_Records from a data collection_

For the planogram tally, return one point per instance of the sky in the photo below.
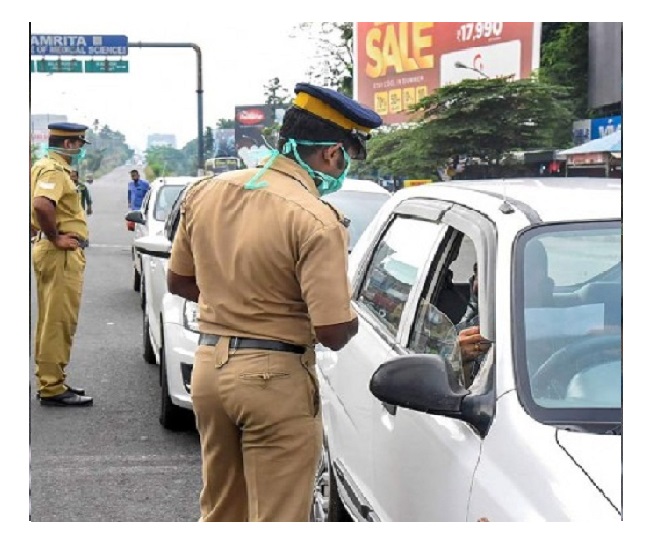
(159, 93)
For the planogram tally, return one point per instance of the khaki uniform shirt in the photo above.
(270, 263)
(50, 178)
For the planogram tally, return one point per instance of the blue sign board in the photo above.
(595, 128)
(70, 45)
(600, 127)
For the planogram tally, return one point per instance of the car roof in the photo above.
(551, 199)
(355, 184)
(173, 180)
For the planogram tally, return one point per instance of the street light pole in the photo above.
(199, 88)
(460, 65)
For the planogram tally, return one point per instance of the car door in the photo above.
(423, 464)
(383, 286)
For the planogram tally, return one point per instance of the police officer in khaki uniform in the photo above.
(266, 259)
(59, 261)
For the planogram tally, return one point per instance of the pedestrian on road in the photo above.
(137, 189)
(84, 192)
(59, 261)
(266, 259)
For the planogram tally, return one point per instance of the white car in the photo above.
(150, 218)
(531, 430)
(173, 339)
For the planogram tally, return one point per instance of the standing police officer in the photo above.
(266, 260)
(59, 261)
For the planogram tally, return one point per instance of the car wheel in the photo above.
(148, 352)
(136, 280)
(336, 511)
(320, 502)
(143, 296)
(172, 416)
(326, 503)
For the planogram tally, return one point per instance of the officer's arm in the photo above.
(184, 286)
(45, 212)
(336, 336)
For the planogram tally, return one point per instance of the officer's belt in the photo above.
(83, 244)
(246, 343)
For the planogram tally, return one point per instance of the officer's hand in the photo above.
(472, 343)
(66, 242)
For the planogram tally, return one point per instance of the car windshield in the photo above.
(568, 319)
(164, 200)
(359, 207)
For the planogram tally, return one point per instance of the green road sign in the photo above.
(106, 66)
(59, 66)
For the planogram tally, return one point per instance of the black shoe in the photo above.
(67, 399)
(78, 391)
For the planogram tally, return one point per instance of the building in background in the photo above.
(161, 139)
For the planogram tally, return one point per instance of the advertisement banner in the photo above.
(252, 137)
(399, 63)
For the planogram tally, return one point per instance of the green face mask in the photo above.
(76, 156)
(325, 182)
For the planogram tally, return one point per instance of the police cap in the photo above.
(68, 130)
(336, 107)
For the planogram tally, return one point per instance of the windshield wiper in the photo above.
(616, 430)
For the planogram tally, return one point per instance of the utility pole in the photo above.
(199, 90)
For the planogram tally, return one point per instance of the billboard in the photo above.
(252, 126)
(399, 63)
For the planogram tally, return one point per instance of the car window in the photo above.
(359, 207)
(448, 302)
(393, 270)
(165, 198)
(569, 298)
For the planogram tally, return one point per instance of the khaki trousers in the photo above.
(59, 281)
(259, 420)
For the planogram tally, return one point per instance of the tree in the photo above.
(485, 119)
(564, 61)
(209, 141)
(333, 62)
(275, 93)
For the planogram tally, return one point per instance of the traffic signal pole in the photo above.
(199, 88)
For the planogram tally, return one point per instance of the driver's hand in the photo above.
(471, 343)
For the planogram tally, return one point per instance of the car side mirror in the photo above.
(135, 216)
(421, 382)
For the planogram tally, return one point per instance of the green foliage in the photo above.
(168, 161)
(275, 93)
(333, 63)
(478, 118)
(565, 62)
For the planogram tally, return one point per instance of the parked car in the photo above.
(150, 218)
(172, 339)
(535, 433)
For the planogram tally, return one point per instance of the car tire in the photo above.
(172, 417)
(136, 280)
(326, 503)
(147, 351)
(143, 296)
(336, 509)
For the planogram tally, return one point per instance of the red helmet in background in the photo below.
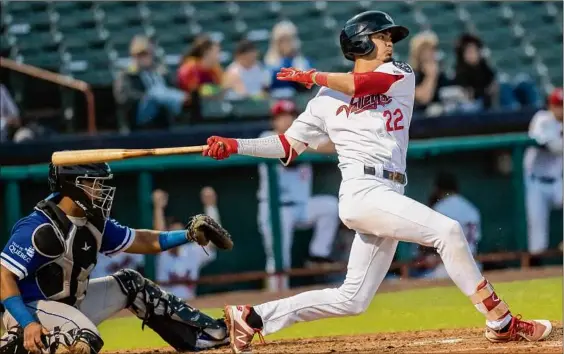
(555, 97)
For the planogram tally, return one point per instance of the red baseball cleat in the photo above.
(532, 331)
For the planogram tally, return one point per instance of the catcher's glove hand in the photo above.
(202, 229)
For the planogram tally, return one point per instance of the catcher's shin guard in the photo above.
(76, 341)
(180, 325)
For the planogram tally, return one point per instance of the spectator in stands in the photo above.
(143, 90)
(9, 115)
(473, 73)
(200, 74)
(246, 75)
(429, 78)
(200, 70)
(447, 200)
(178, 268)
(284, 52)
(543, 173)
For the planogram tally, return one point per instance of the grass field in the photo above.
(420, 309)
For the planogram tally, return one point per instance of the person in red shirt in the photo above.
(200, 69)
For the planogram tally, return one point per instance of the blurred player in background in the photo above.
(108, 265)
(181, 265)
(447, 200)
(298, 208)
(543, 171)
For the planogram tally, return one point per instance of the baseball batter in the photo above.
(367, 114)
(52, 305)
(298, 208)
(543, 171)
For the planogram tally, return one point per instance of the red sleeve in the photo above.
(373, 83)
(187, 78)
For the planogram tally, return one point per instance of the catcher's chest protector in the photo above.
(73, 250)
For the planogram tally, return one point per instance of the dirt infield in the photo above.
(439, 341)
(470, 340)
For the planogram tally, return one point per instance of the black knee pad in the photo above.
(12, 342)
(131, 283)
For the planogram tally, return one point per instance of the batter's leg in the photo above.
(538, 216)
(384, 211)
(323, 214)
(369, 261)
(68, 327)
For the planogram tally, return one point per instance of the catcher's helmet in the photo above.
(355, 36)
(87, 185)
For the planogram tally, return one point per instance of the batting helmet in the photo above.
(355, 36)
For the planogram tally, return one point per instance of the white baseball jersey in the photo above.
(371, 130)
(545, 161)
(462, 210)
(295, 182)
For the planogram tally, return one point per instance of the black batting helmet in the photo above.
(355, 36)
(87, 185)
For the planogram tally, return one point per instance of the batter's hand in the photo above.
(291, 74)
(220, 148)
(32, 337)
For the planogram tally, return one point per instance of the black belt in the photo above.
(282, 203)
(392, 176)
(541, 179)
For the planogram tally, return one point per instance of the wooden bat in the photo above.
(75, 157)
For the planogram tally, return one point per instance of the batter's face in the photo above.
(384, 47)
(282, 122)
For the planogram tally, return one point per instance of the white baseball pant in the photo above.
(381, 216)
(321, 213)
(541, 198)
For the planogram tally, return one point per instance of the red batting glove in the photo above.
(220, 148)
(291, 74)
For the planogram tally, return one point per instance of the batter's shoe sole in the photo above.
(240, 333)
(521, 330)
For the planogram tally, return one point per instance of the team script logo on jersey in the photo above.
(361, 104)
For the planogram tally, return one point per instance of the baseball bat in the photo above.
(75, 157)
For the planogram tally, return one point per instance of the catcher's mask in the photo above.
(355, 36)
(87, 185)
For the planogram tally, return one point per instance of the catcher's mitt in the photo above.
(203, 229)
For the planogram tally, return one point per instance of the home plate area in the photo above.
(436, 341)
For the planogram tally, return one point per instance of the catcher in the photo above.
(50, 303)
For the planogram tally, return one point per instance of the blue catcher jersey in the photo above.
(23, 258)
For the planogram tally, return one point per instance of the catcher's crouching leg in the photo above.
(180, 325)
(75, 341)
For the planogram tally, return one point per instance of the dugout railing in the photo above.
(13, 176)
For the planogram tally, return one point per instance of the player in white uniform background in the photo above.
(184, 263)
(299, 209)
(447, 200)
(543, 171)
(367, 114)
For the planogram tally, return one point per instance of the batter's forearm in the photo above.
(274, 147)
(357, 84)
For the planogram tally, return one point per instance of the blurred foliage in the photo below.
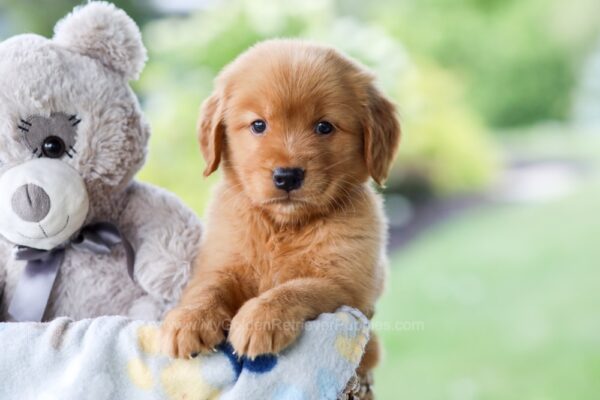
(519, 58)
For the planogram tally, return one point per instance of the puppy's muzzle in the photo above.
(288, 179)
(43, 202)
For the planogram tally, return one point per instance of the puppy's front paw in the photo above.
(189, 330)
(262, 328)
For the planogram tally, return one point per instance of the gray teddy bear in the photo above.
(80, 238)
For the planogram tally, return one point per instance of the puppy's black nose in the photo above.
(288, 179)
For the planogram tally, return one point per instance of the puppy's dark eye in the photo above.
(259, 127)
(53, 147)
(323, 128)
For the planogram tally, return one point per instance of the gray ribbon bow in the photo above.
(33, 289)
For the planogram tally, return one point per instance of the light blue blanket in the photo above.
(115, 358)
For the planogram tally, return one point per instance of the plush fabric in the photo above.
(117, 358)
(75, 87)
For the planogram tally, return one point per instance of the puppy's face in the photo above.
(297, 127)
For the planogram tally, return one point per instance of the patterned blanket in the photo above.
(116, 358)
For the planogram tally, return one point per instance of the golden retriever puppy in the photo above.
(294, 228)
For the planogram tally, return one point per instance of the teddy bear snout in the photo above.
(31, 203)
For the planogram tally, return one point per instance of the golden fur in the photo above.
(270, 261)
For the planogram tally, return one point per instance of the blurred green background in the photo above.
(492, 201)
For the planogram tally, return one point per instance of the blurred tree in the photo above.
(519, 58)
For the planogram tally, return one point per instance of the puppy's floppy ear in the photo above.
(211, 132)
(381, 135)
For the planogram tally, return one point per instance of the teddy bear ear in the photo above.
(102, 31)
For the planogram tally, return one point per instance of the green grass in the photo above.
(506, 304)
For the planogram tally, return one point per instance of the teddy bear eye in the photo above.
(53, 147)
(51, 137)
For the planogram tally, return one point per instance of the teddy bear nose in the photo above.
(31, 203)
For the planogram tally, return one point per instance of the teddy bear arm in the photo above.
(165, 235)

_What to do_
Every line from the one that has "puppy in the photo above." down to the last line above must be written out exactly, with both ends included and nothing else.

_Answer section_
For the planogram tally, return one point per instance of the golden retriever puppy in the photo above.
(294, 228)
For the planogram tally, return one point per instance of the teddy bear snout in the photo above.
(31, 203)
For the planogram tally, return one point per instance of the golden fur in the photo above.
(270, 261)
For the planogram tally, return one point per instance of the blurred green background in the photo above.
(492, 201)
For the planogram tally, return one point per instance of the blurred tree in the photo above.
(519, 58)
For the planogram tally, return one point per instance of the puppy's floppy ear in the photo above.
(211, 132)
(381, 135)
For the planogram tally, return one point per instance of the teddy bear ear in the photo above.
(102, 31)
For the planogram tally, return one point per instance of the green grass in the photo above.
(506, 304)
For the planogram tally, return one point per instance of the teddy bear eye in the photo above.
(53, 147)
(51, 137)
For the planogram tally, return one point per instance of the teddy bear nose in the photo above.
(31, 203)
For the planogram tally, return one point per instance of the teddy bear arm in the photo above.
(165, 235)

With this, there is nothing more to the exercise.